→ WHAT TO DO
Rewrite the lines running from the one containing "subject: sky" through the end of the records, inclusive, with "region" replaced by "area" and everything else left unchanged.

--------------------------------------------------

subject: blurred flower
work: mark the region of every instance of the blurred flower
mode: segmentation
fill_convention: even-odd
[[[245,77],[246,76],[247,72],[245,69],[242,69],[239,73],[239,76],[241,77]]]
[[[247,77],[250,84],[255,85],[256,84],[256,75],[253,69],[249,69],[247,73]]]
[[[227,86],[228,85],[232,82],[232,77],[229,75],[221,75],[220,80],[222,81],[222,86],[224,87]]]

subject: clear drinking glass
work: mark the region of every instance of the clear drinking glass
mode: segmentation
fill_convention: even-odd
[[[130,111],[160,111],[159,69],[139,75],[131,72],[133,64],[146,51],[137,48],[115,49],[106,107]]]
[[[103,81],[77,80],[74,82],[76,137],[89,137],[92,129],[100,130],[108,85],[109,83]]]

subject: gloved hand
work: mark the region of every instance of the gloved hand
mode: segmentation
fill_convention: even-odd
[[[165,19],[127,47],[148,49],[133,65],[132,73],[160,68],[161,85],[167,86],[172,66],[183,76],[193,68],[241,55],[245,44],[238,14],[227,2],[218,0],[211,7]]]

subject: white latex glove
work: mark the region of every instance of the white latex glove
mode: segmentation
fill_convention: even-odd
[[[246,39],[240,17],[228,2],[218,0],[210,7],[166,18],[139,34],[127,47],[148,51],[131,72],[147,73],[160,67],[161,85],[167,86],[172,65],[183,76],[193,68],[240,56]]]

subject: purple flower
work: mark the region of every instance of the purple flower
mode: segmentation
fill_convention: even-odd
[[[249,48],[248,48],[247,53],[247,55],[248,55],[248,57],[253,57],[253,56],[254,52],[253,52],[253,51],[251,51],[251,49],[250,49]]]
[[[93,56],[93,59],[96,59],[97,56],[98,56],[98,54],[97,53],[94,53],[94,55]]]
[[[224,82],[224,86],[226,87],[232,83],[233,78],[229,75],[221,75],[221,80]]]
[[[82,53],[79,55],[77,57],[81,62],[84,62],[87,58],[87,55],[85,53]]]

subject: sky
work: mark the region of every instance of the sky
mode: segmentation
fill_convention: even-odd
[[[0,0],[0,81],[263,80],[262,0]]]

--------------------------------------------------

→ WRITTEN REPLY
subject: sky
work: mark the area of every instance of the sky
mode: segmentation
fill_convention: even-odd
[[[0,0],[0,81],[263,80],[262,0]]]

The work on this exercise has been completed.